== PROBLEM ==
Could you copy every record below exactly, leaving out the pictures?

[Point-per-instance localization data]
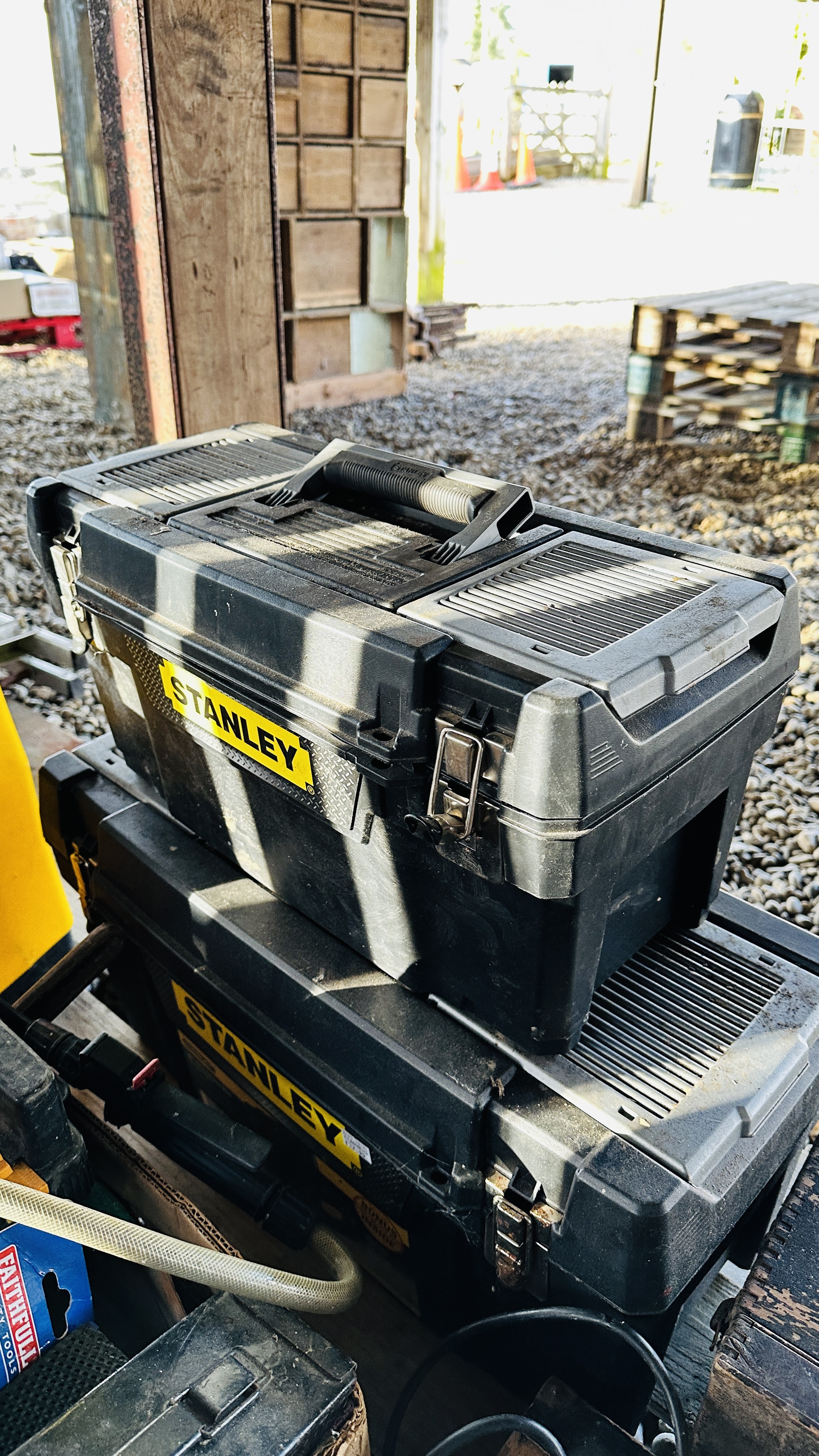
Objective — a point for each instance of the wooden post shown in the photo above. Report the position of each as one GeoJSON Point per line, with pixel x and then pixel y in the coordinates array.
{"type": "Point", "coordinates": [88, 204]}
{"type": "Point", "coordinates": [640, 187]}
{"type": "Point", "coordinates": [190, 151]}
{"type": "Point", "coordinates": [126, 136]}
{"type": "Point", "coordinates": [430, 140]}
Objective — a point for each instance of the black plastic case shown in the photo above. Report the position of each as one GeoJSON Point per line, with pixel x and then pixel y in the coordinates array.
{"type": "Point", "coordinates": [237, 1378]}
{"type": "Point", "coordinates": [425, 1142]}
{"type": "Point", "coordinates": [495, 748]}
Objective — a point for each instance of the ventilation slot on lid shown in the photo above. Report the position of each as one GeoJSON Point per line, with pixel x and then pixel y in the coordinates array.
{"type": "Point", "coordinates": [667, 1017]}
{"type": "Point", "coordinates": [200, 474]}
{"type": "Point", "coordinates": [582, 598]}
{"type": "Point", "coordinates": [322, 533]}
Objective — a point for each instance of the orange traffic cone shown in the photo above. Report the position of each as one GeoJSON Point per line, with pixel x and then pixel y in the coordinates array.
{"type": "Point", "coordinates": [463, 183]}
{"type": "Point", "coordinates": [525, 175]}
{"type": "Point", "coordinates": [490, 177]}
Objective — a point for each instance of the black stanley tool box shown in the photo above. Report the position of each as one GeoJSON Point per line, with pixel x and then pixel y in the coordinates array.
{"type": "Point", "coordinates": [764, 1390]}
{"type": "Point", "coordinates": [608, 1177]}
{"type": "Point", "coordinates": [237, 1378]}
{"type": "Point", "coordinates": [493, 746]}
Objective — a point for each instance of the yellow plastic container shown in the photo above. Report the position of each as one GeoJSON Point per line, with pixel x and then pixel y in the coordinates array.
{"type": "Point", "coordinates": [34, 911]}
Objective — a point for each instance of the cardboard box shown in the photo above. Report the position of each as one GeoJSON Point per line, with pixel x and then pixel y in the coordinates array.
{"type": "Point", "coordinates": [14, 296]}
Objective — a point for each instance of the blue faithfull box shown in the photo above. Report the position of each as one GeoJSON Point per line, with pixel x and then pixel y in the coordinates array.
{"type": "Point", "coordinates": [44, 1292]}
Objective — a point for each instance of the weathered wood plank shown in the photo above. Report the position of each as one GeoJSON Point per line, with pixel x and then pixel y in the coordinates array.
{"type": "Point", "coordinates": [211, 98]}
{"type": "Point", "coordinates": [81, 133]}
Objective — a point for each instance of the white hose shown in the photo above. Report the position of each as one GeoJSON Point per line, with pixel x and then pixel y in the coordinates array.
{"type": "Point", "coordinates": [159, 1251]}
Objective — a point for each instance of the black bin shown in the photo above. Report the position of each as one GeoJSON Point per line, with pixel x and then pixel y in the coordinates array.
{"type": "Point", "coordinates": [493, 746]}
{"type": "Point", "coordinates": [736, 140]}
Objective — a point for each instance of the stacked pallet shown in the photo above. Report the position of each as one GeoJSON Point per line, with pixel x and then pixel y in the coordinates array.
{"type": "Point", "coordinates": [745, 357]}
{"type": "Point", "coordinates": [342, 123]}
{"type": "Point", "coordinates": [435, 327]}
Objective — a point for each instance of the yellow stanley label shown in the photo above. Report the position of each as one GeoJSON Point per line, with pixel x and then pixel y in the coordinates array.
{"type": "Point", "coordinates": [272, 1084]}
{"type": "Point", "coordinates": [222, 717]}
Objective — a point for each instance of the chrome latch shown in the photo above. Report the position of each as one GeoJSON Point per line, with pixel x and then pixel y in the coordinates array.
{"type": "Point", "coordinates": [68, 563]}
{"type": "Point", "coordinates": [514, 1238]}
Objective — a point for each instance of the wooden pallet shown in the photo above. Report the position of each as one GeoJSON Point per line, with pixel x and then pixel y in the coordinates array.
{"type": "Point", "coordinates": [732, 357]}
{"type": "Point", "coordinates": [433, 327]}
{"type": "Point", "coordinates": [342, 120]}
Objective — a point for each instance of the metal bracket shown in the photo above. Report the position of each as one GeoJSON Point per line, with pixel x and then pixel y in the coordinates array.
{"type": "Point", "coordinates": [514, 1240]}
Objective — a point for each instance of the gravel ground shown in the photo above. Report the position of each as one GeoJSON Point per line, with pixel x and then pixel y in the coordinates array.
{"type": "Point", "coordinates": [544, 407]}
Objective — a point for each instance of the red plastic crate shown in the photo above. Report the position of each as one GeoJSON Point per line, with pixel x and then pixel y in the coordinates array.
{"type": "Point", "coordinates": [34, 335]}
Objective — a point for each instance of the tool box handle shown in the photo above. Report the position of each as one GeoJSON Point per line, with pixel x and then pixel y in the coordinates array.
{"type": "Point", "coordinates": [484, 513]}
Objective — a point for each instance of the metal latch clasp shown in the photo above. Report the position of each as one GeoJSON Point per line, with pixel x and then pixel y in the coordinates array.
{"type": "Point", "coordinates": [458, 739]}
{"type": "Point", "coordinates": [514, 1238]}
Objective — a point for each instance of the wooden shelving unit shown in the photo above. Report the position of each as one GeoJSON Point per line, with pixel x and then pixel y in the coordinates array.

== COMPLETED EXERCISE ==
Objective — a point for each instance of the wooden post shown in the photo above. Report the position of each as one GeoJSON Point per line, with pixel x and then pixel y in the coordinates array.
{"type": "Point", "coordinates": [88, 204]}
{"type": "Point", "coordinates": [640, 187]}
{"type": "Point", "coordinates": [190, 151]}
{"type": "Point", "coordinates": [126, 136]}
{"type": "Point", "coordinates": [430, 140]}
Objective — a point for each instance of the black plastic case shown in the photo above. Report the position of each as one GeoJSON Point per line, with pixel x and then pixel y in the coordinates array.
{"type": "Point", "coordinates": [237, 1378]}
{"type": "Point", "coordinates": [425, 1142]}
{"type": "Point", "coordinates": [495, 748]}
Objective — a point for each instance of the ventilation slot on lid shown in the photo above. Report the position of each as one GeoJSON Point per line, with pixel x and then pixel y in the coordinates array.
{"type": "Point", "coordinates": [667, 1017]}
{"type": "Point", "coordinates": [200, 474]}
{"type": "Point", "coordinates": [582, 598]}
{"type": "Point", "coordinates": [322, 533]}
Objective — a point for each instance of the orange traffic cone shown in the photo above. Report the position of each as one GeoJSON Point per line, with pixel x and then pixel y in the coordinates array.
{"type": "Point", "coordinates": [463, 183]}
{"type": "Point", "coordinates": [525, 175]}
{"type": "Point", "coordinates": [490, 177]}
Objective — a point for each instance of the black stanley tool box shown in the photo above. Report the position of each as one GeoJSON Point per line, with pixel x and then pixel y in the coordinates array.
{"type": "Point", "coordinates": [764, 1390]}
{"type": "Point", "coordinates": [608, 1177]}
{"type": "Point", "coordinates": [237, 1378]}
{"type": "Point", "coordinates": [493, 746]}
Objective — a point for each instance of the yellow plastic container shown in the photo above. Report the position of each as one GeoJSON Point per line, with pixel x and then pixel y in the coordinates array.
{"type": "Point", "coordinates": [34, 911]}
Objective — a point for each instance of the cardboard box shown in the photo above. Report the position of each as one GeoJSON Point per line, with pixel x and then pixel y in the coordinates array.
{"type": "Point", "coordinates": [14, 296]}
Objective — a point for each instance of the blue faithfull box shown in the photo above. Report the position of each as one GeoJSON Point per line, with pixel x and then pixel y in the coordinates array.
{"type": "Point", "coordinates": [44, 1292]}
Objective — a point for each instance of the weathered wood plank shown in the photo above. Report the position of each as one GeoJSON Point per line, with pixel x and then pixel y in the coordinates array.
{"type": "Point", "coordinates": [211, 98]}
{"type": "Point", "coordinates": [81, 133]}
Objective — a point for each instance of the white hose shown in the photo above. Report the position of each as one GeoJSON Point per line, with pixel x and then pixel y in the coordinates array.
{"type": "Point", "coordinates": [159, 1251]}
Objective — a point for each instance of the black bin shown in the photo above. Report the position of each as one GeoJSON Point per line, with pixel x and then pixel y in the coordinates array.
{"type": "Point", "coordinates": [493, 746]}
{"type": "Point", "coordinates": [736, 140]}
Objective — a point for each instance of the stacked pallet shown in the photo above. Report the position of each as one GeoJSON Point per line, with pixel x and then pixel y in the coordinates array.
{"type": "Point", "coordinates": [745, 357]}
{"type": "Point", "coordinates": [342, 123]}
{"type": "Point", "coordinates": [435, 327]}
Objective — a point for each instance of the yellow stanley label shown in the photo above. Report the position of each as one GeoJSON Point per line, with pixel x and then pixel y in the coordinates array.
{"type": "Point", "coordinates": [272, 1084]}
{"type": "Point", "coordinates": [222, 717]}
Objective — a point for each instance of the chrome latch shown in the photo above. Report the position of each as one GeoJSON Point per line, with pixel x and then pixel y in the coordinates array.
{"type": "Point", "coordinates": [68, 563]}
{"type": "Point", "coordinates": [514, 1238]}
Objective — a point for each instance of the wooden pallet shown in the photo above. Report the position of each as one GeoJSON Point per line, with pixel x and then pixel y in the coordinates array.
{"type": "Point", "coordinates": [732, 357]}
{"type": "Point", "coordinates": [433, 327]}
{"type": "Point", "coordinates": [342, 120]}
Objective — a point for each instance of the metal bracket shown in the photo above. Report the position of each as one GeoJSON Point per line, with pixel x and then pixel y in the coordinates array.
{"type": "Point", "coordinates": [514, 1240]}
Objective — a point for each instance of the gravel ground shown in the photo above. Report the position of each as one GeoJSON Point per line, with pixel x and then pixel y in the coordinates array.
{"type": "Point", "coordinates": [544, 407]}
Objective — a point for each instance of the red plastic crate shown in the photo above. Report the position of each as one GeoJSON Point per line, with pixel x and then pixel y in the coordinates array.
{"type": "Point", "coordinates": [34, 335]}
Objective — a point for each instance of the tool box handle shown in the photo above. Report the position of each as one GeoJSON Point per line, with pixel x and then pixel y in the coordinates array.
{"type": "Point", "coordinates": [484, 513]}
Objective — a point for each instance of the metal latch clasp shown in the photo above. Report the position of each as one GeoJSON Point per line, with pixel x and then pixel y in the coordinates array.
{"type": "Point", "coordinates": [458, 739]}
{"type": "Point", "coordinates": [514, 1238]}
Objective — a point for each instance of the wooden shelving unit shown in the photo above. Report the position of each as one GeoJSON Point per line, with pixel x and then pixel y in the coordinates array.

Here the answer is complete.